Study text:
↓

Where do you see gene therapy going with these more powerful tools?

GD: I see it as moving towards a larger range of diseases including large disease indications such as Parkinson’s and Alzheimer’s. If you expand gene therapy’s capabilities, you could imagine it being implemented for any indication involving dysfunctional proteins. Cost-effective gene therapy can help you conduct any protein alternation is needed into your body if you have the tools. We are offering the tools—as science continues to progress, commonplace gene therapy could become a reality.

What were the key driving factors that led you to start looking for a digital lab solution at Kolibri?

GD: We knew we would have a distributed organization from day 1: A physics team on one side, and a bio team on the other. Since we have two teams working on very different areas that would need to come together in the end, it was important to have a registry and inventory in an electronic form.

AS: I encountered Benchling at a previous job, and saw how powerful it was for tracking many moving pieces from multiple teams and building a cohesive single image of progress. The traceability that is inherent in Benchling is very appealing.

GD: The only thing keeping us back was a natural fear of bringing data online. But we had a meeting with Benchling’s head of security. We talked for an hour—it was amazing, and he walked us through the many security considerations and safeguards—and he convinced us that it was OK to trust Benchling.

↑

Source data:
↓

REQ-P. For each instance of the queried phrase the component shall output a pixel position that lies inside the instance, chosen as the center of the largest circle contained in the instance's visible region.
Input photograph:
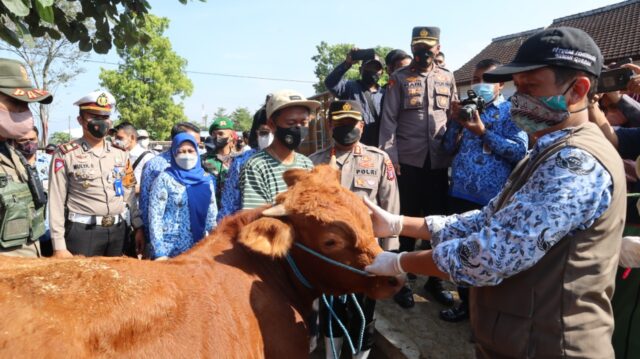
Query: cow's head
(319, 213)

↑

Problems to work on:
**a)** Answer these about the gene therapy interview:
(i) Which two diseases does GD name as large disease indications?
(ii) What two teams did the organization have from day 1?
(iii) Whom did they meet with at Benchling, and for how long?
**b)** Please resume the gene therapy interview after its last sentence.
The material is separate from the gene therapy interview.

Expected outputs:
**a)**
(i) Parkinson's and Alzheimer's
(ii) A physics team and a bio team
(iii) Benchling's head of security, for an hour

**b)**
This is a common fear that I hear about. What was it that convinced you?

GD: What Benchling is selling is security. You have nice features and so on—but in addition to Benchling's lab tools and features, you're also a security company. Every day you have to audit your server to qualify them. If we tried to do this at home, we would need to implement the same kind of security feature on smaller servers. But we could never do it as efficiently as a dedicated company could, since it is not part of our core mission. If you want the best service you just have to ask the experts. That’s what Benchling is in the end—an expert in sharing and securing online. It was also reassuring to hear him mention that multiple large companies use Benchling. So not only are you practiced in keeping data secure, the volumes of data you work with daily far exceeds what we are currently producing.

What is the top value add provided by Benchling?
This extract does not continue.